I had thought that *everything* was slow, until I discovered yesterday that the SAP WebApplicationServer, which was fast on ACCEPT, was also fast on DROP. I discovered that my etc/hosts file had an error in it, which strangely (to me!) only affects performance when DROP is policy. (Why is this?) So
then I added explicit ICMP rules (see below for the latest iptables) and found that these are also fast with DROP.
So now I have reached the depressing truth! It is ONLY my Java server (serving tcp:80 and udp:53 for now) which is slow with DROP (though faster than Apache and BIND for ACCEPT).
So actually this thread turns out perhaps to be about Java and iptables (and multiples interfaces?).

Not sure where to go now. One of these servers is running against the Sun jre, the other against the IBM jre (two boxes!). I have a hunch that the second network card is stuffing up the Java on DROP policy, partly because this sometimes happens even on ACCEPT (ie before I added iptables), though I have usually been able to fix this by inactivating the card. I also suspect that DROP forces a use of /etc/hosts which is causing a delay, but I haven't worked out how to fix this (current etc/hosts added below). Must hosts deal somehow with eth1?

Recorded information =>
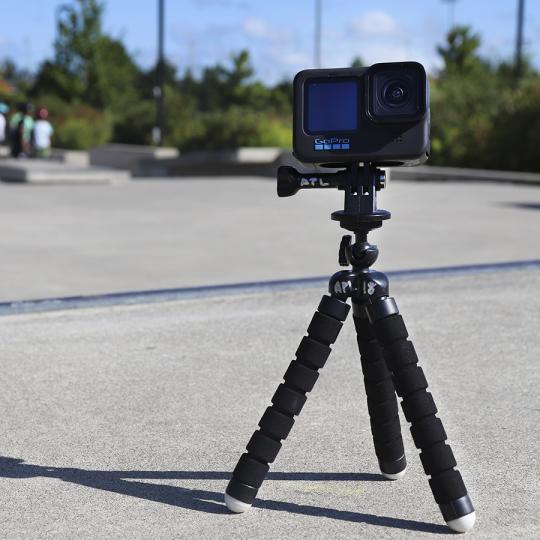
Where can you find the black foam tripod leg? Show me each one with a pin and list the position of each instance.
(381, 399)
(287, 402)
(419, 409)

What is asked => Extract the passage from the post about iptables and the slow Java server, from "So now I have" up to and including "(and multiples interfaces?).", and copy it word for word.

Response to this task =>
So now I have reached the depressing truth! It is ONLY my Java server (serving tcp:80 and udp:53 for now) which is slow with DROP (though faster than Apache and BIND for ACCEPT).
So actually this thread turns out perhaps to be about Java and iptables (and multiples interfaces?).